#### Request:
Could you write out the records below again, substituting "hedge" for "low bush" and keeping everything else the same?
# # # #
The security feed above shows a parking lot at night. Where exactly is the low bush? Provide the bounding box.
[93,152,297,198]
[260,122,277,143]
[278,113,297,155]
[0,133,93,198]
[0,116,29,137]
# # # #
#### Output of the task:
The security feed above shows a parking lot at night. Where exactly is the hedge? Provide the bounding box.
[93,152,297,198]
[260,122,277,143]
[278,113,297,155]
[0,133,93,198]
[0,116,29,137]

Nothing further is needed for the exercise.